Your objective
Present the material below as a two-column CSV with the headers instruction and response, one row for each instruction and its answer. Put each value in a single quoted field with line breaks replaced by spaces, and leave the pictures out.

Data shown
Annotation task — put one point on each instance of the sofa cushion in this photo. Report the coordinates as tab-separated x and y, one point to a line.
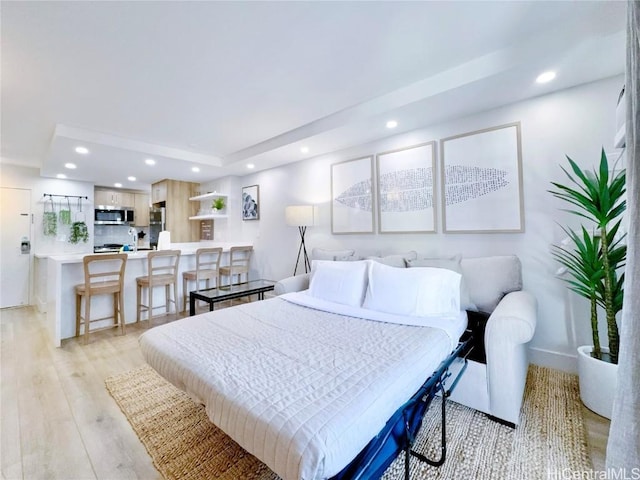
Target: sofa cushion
396	260
339	282
418	292
450	263
323	254
489	279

Task output
instruction,response
"Annotation task — put one point on each instance of the sofa cushion in this photo. Report the coordinates as tab-separated x and y, one point to a line. Target: sofa cushion","396	260 339	282 418	292 450	263 323	254 489	279"